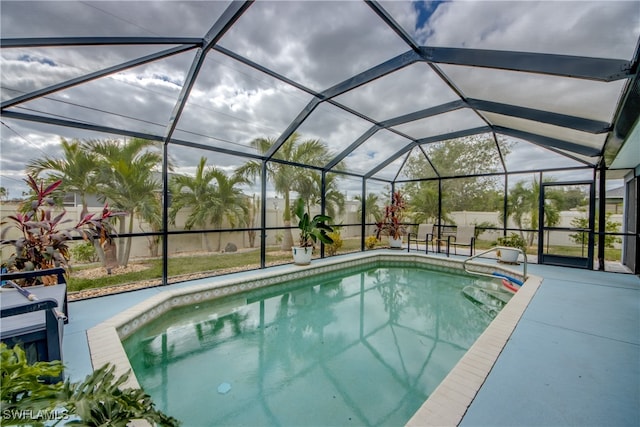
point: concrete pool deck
(573, 358)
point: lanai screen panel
(375, 150)
(138, 99)
(231, 104)
(334, 127)
(521, 155)
(442, 124)
(317, 44)
(109, 18)
(599, 29)
(410, 89)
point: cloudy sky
(317, 44)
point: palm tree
(212, 197)
(309, 188)
(523, 205)
(126, 178)
(76, 170)
(371, 208)
(286, 177)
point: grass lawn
(186, 267)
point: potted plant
(311, 230)
(44, 240)
(392, 221)
(514, 240)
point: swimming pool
(445, 406)
(365, 345)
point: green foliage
(287, 178)
(84, 252)
(23, 386)
(334, 247)
(370, 242)
(458, 157)
(371, 207)
(610, 227)
(312, 229)
(99, 400)
(45, 236)
(211, 197)
(392, 222)
(480, 227)
(513, 240)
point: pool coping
(445, 406)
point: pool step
(488, 300)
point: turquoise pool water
(363, 347)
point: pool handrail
(493, 249)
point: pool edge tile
(449, 402)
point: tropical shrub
(45, 238)
(334, 247)
(370, 242)
(84, 252)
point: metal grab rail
(464, 264)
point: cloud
(316, 43)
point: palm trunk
(287, 240)
(127, 251)
(205, 242)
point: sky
(316, 44)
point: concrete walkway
(573, 359)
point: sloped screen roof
(376, 81)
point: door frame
(565, 260)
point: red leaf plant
(45, 239)
(392, 222)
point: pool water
(363, 348)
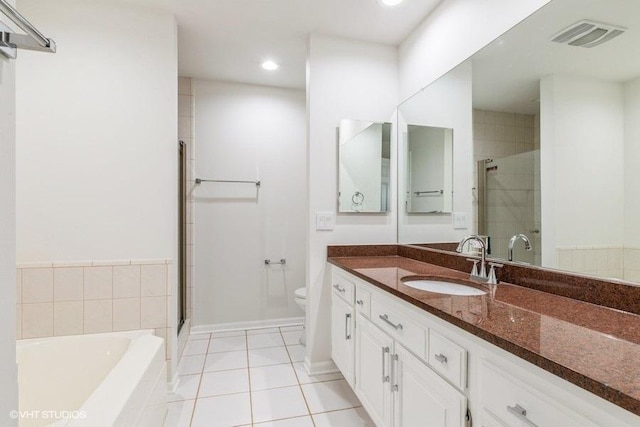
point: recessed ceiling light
(270, 65)
(390, 2)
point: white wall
(631, 162)
(454, 31)
(445, 103)
(96, 134)
(585, 116)
(97, 155)
(8, 368)
(243, 132)
(345, 80)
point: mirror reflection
(556, 140)
(364, 152)
(429, 169)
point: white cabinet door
(342, 339)
(373, 371)
(423, 398)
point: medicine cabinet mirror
(429, 178)
(364, 155)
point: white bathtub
(114, 379)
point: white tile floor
(257, 378)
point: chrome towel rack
(199, 180)
(11, 41)
(417, 193)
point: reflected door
(509, 204)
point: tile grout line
(204, 362)
(298, 380)
(246, 337)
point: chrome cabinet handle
(441, 358)
(521, 413)
(385, 318)
(385, 377)
(347, 335)
(394, 372)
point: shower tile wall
(87, 297)
(498, 135)
(615, 262)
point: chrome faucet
(477, 242)
(527, 244)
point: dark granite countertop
(594, 347)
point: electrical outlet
(459, 220)
(325, 221)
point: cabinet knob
(385, 318)
(521, 413)
(441, 358)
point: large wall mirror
(556, 140)
(364, 153)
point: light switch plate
(325, 221)
(459, 220)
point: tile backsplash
(85, 297)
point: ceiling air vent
(588, 34)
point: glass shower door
(509, 204)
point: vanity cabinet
(411, 368)
(374, 349)
(398, 389)
(507, 400)
(342, 326)
(388, 367)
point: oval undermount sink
(440, 287)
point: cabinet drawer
(363, 302)
(448, 359)
(392, 320)
(515, 403)
(343, 287)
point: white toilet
(301, 300)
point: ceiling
(229, 39)
(506, 73)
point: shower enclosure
(509, 203)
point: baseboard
(172, 384)
(183, 336)
(320, 368)
(253, 324)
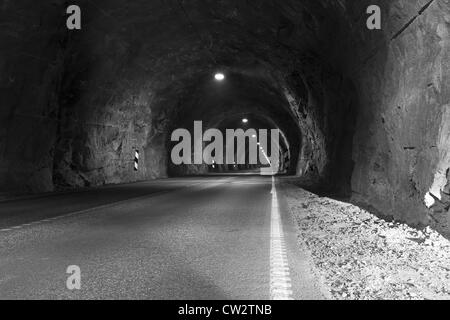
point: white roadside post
(136, 160)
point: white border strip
(280, 281)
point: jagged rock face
(366, 111)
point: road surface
(190, 238)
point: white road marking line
(280, 281)
(108, 205)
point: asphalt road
(192, 238)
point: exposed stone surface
(366, 112)
(360, 256)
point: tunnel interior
(365, 113)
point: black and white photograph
(223, 154)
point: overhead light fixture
(219, 76)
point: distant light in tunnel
(219, 76)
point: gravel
(360, 256)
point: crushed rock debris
(360, 256)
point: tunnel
(364, 113)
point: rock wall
(31, 64)
(402, 138)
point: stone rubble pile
(360, 256)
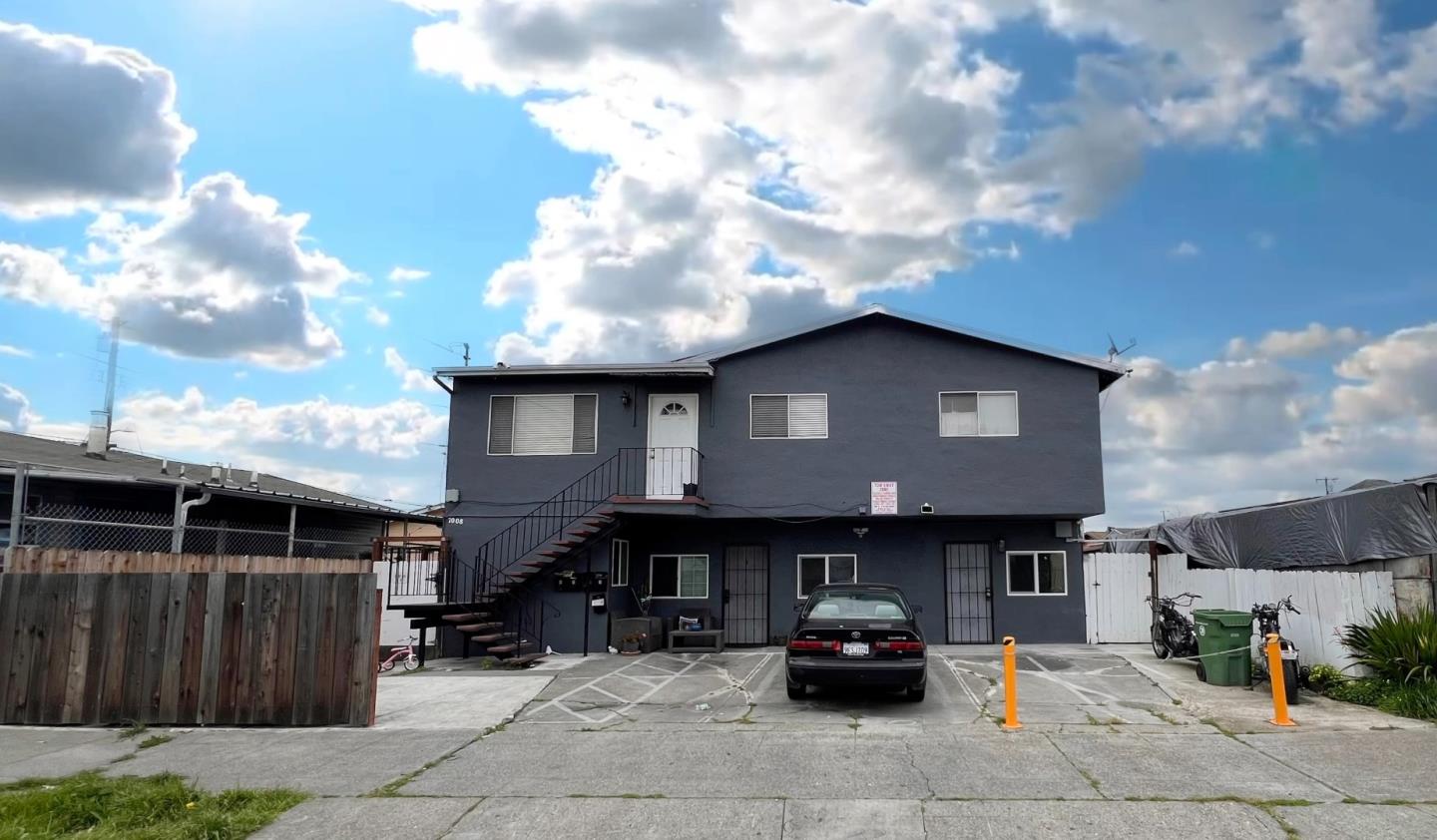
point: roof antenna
(1113, 348)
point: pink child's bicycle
(404, 655)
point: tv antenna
(1113, 348)
(454, 349)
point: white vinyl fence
(1114, 588)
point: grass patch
(131, 807)
(1413, 699)
(131, 731)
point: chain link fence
(95, 529)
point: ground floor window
(679, 576)
(819, 569)
(1038, 574)
(618, 563)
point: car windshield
(855, 605)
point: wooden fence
(189, 647)
(1114, 588)
(35, 561)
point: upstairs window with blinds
(787, 415)
(544, 424)
(964, 414)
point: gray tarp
(1329, 530)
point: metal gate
(970, 592)
(746, 595)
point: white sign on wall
(882, 497)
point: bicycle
(1267, 621)
(1173, 632)
(404, 655)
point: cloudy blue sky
(297, 209)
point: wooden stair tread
(489, 637)
(525, 657)
(463, 618)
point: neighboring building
(430, 529)
(1372, 526)
(81, 496)
(877, 445)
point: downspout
(1431, 559)
(185, 517)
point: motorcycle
(1173, 632)
(1267, 618)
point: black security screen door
(970, 592)
(746, 595)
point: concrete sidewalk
(709, 745)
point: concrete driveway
(709, 745)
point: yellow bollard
(1011, 683)
(1279, 689)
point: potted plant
(633, 644)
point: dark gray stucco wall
(908, 553)
(882, 379)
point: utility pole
(110, 376)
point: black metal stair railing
(640, 473)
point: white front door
(673, 444)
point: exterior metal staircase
(490, 602)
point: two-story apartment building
(874, 447)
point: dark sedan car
(856, 633)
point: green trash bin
(1224, 646)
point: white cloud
(240, 428)
(809, 153)
(15, 409)
(222, 274)
(1397, 379)
(1312, 340)
(1234, 432)
(410, 378)
(377, 316)
(401, 274)
(85, 124)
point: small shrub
(1416, 699)
(1322, 676)
(1397, 647)
(1367, 691)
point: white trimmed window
(618, 563)
(787, 415)
(988, 414)
(679, 576)
(1038, 574)
(819, 569)
(544, 424)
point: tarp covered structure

Stated goal:
The data above should be repeated exactly, minus any pictures.

Result of the exercise:
point: concrete pool deck
(573, 358)
point: lanai screen panel
(375, 150)
(138, 99)
(231, 104)
(334, 127)
(521, 155)
(442, 124)
(317, 44)
(109, 18)
(599, 29)
(410, 89)
point: cloudy sky
(317, 44)
point: palm tree
(212, 197)
(309, 188)
(523, 205)
(126, 178)
(76, 170)
(371, 208)
(286, 177)
point: grass lawn
(186, 267)
point: potted plant
(311, 230)
(44, 240)
(392, 221)
(514, 240)
point: swimming pool
(445, 406)
(365, 345)
point: green foliage
(287, 178)
(84, 252)
(23, 386)
(334, 247)
(370, 242)
(458, 157)
(371, 207)
(610, 227)
(312, 229)
(99, 400)
(45, 236)
(211, 197)
(392, 222)
(480, 227)
(513, 240)
point: pool coping
(445, 406)
point: pool step
(488, 300)
point: turquoise pool water
(363, 347)
point: pool handrail
(493, 249)
point: pool edge tile
(449, 402)
point: tropical shrub
(45, 238)
(334, 247)
(370, 242)
(84, 252)
point: metal grab rail
(464, 264)
point: cloud
(316, 43)
point: palm trunk
(287, 240)
(127, 251)
(205, 242)
point: sky
(316, 44)
point: concrete walkway
(573, 359)
point: sloped screen roof
(376, 81)
point: door frame
(565, 260)
point: red leaf plant
(45, 239)
(392, 222)
point: pool water
(363, 348)
point: recessed ceiling light
(270, 65)
(390, 2)
point: white wall
(631, 162)
(454, 31)
(445, 103)
(96, 134)
(585, 116)
(97, 155)
(8, 368)
(243, 132)
(345, 80)
point: mirror reflection
(556, 140)
(364, 152)
(429, 169)
point: white cabinet door
(342, 339)
(373, 371)
(423, 398)
point: medicine cabinet mirror
(429, 178)
(364, 155)
point: white bathtub
(114, 379)
point: white tile floor
(257, 378)
point: chrome towel rack
(199, 180)
(11, 41)
(417, 193)
point: reflected door
(509, 204)
point: tile grout line
(204, 362)
(298, 380)
(246, 337)
point: chrome cabinet handle
(441, 358)
(521, 413)
(385, 318)
(385, 377)
(347, 335)
(394, 372)
point: shower tile wall
(87, 297)
(498, 135)
(615, 262)
point: chrome faucet
(477, 242)
(527, 244)
point: dark granite countertop
(594, 347)
point: electrical outlet
(459, 220)
(325, 221)
point: cabinet knob
(385, 318)
(521, 413)
(441, 358)
point: large wall mirror
(556, 140)
(364, 153)
point: light switch plate
(325, 221)
(459, 220)
point: tile backsplash
(85, 297)
point: ceiling air vent
(588, 34)
point: glass shower door
(509, 204)
point: vanity cabinet
(411, 368)
(374, 349)
(398, 389)
(507, 400)
(342, 326)
(388, 367)
point: oval undermount sink
(440, 287)
point: cabinet drawer
(363, 302)
(448, 359)
(392, 320)
(515, 403)
(343, 287)
point: white toilet
(301, 300)
point: ceiling
(229, 39)
(506, 73)
point: shower enclosure
(509, 203)
point: baseboard
(172, 384)
(183, 336)
(320, 368)
(253, 324)
point: white roadside post
(136, 160)
point: white border strip
(280, 281)
point: jagged rock face
(366, 111)
point: road surface
(190, 238)
point: white road marking line
(280, 281)
(108, 205)
point: asphalt road
(192, 238)
point: exposed stone surface
(366, 112)
(360, 256)
point: tunnel interior
(365, 113)
point: black and white photograph
(223, 154)
point: overhead light fixture
(219, 76)
point: distant light in tunnel
(219, 76)
point: gravel
(360, 256)
point: crushed rock debris
(360, 256)
point: tunnel
(364, 113)
point: rock wall
(31, 64)
(402, 138)
point: stone rubble pile
(360, 256)
point: roof antenna
(1113, 348)
point: pink child's bicycle
(404, 655)
point: tv antenna
(1113, 348)
(454, 349)
point: white vinyl fence
(1114, 588)
point: grass patch
(131, 807)
(1413, 699)
(131, 731)
point: chain link fence
(95, 529)
point: ground floor window
(679, 576)
(819, 569)
(1038, 574)
(618, 563)
point: car windshield
(855, 605)
point: wooden fence
(189, 647)
(1114, 588)
(35, 561)
point: upstairs window with blinds
(787, 415)
(544, 424)
(964, 414)
point: gray tarp
(1329, 530)
point: metal gate
(970, 592)
(746, 595)
point: white sign on wall
(882, 497)
point: bicycle
(1267, 621)
(1173, 632)
(404, 655)
point: cloudy blue sky
(297, 209)
point: wooden stair tread
(489, 637)
(525, 657)
(463, 618)
point: neighboring building
(430, 529)
(1372, 526)
(81, 496)
(877, 445)
point: downspout
(1431, 559)
(185, 517)
point: motorcycle
(1173, 632)
(1267, 618)
point: black security screen door
(970, 592)
(746, 595)
point: concrete sidewalk
(709, 745)
point: concrete driveway
(709, 745)
point: yellow bollard
(1011, 683)
(1279, 689)
point: potted plant
(633, 644)
point: dark gray stucco wall
(908, 553)
(882, 379)
point: utility pole
(110, 376)
point: black metal stair railing
(640, 473)
point: white front door
(673, 444)
point: exterior metal staircase
(490, 602)
point: two-story apartment building
(874, 447)
point: dark sedan car
(856, 633)
point: green trash bin
(1224, 646)
point: white cloud
(240, 428)
(809, 153)
(15, 409)
(222, 274)
(1397, 379)
(1312, 340)
(1234, 432)
(410, 378)
(377, 316)
(401, 274)
(85, 124)
point: small shrub
(1416, 699)
(1322, 676)
(1397, 647)
(1367, 691)
point: white trimmed window
(618, 563)
(787, 415)
(988, 414)
(679, 576)
(1038, 574)
(819, 569)
(544, 424)
point: tarp covered structure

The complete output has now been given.